- **WHAT IS BEING ASKED**:
Please look for the string "reed" below and report every line in which it occurs.
━━ INPUT MATERIAL
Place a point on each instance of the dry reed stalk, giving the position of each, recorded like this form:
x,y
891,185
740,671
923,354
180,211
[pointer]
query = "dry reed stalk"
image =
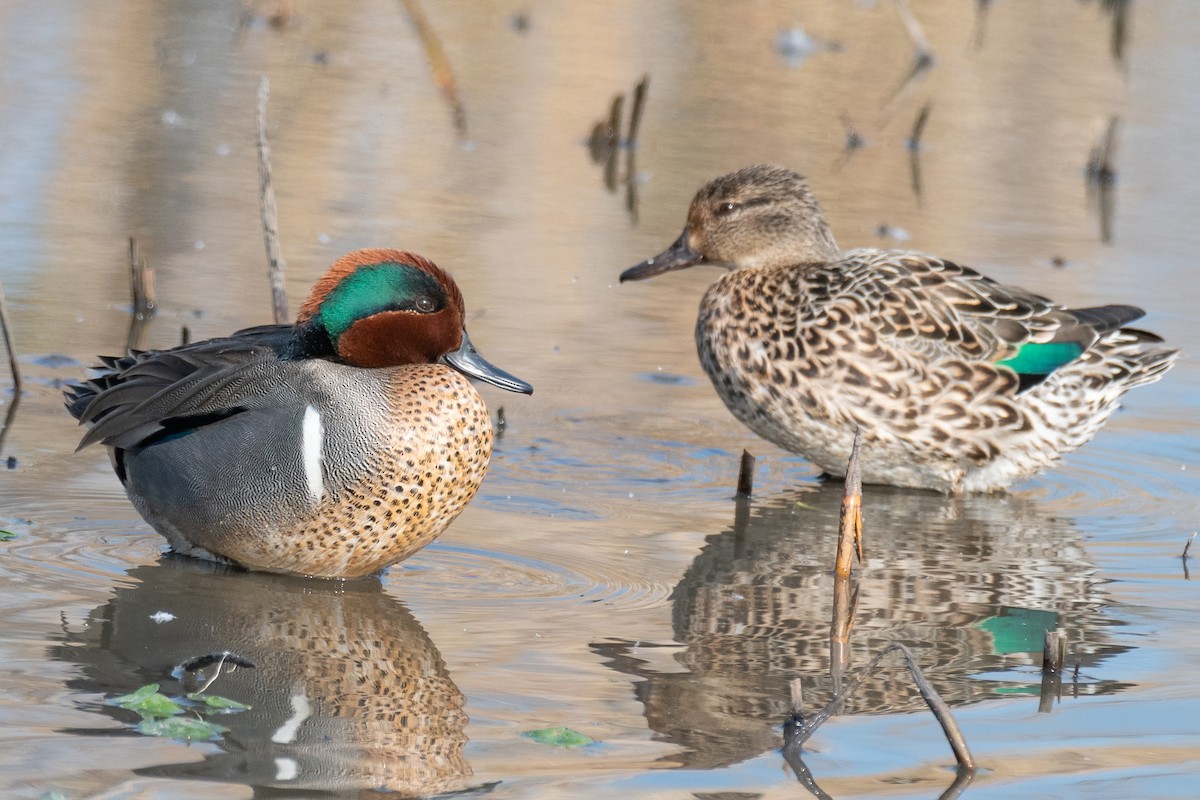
━━━━
- **EXERCISE SOLUTION**:
Place a point on each instance of the dry reed stalk, giving the position of each, recorded like this form:
query = "dry reed stalk"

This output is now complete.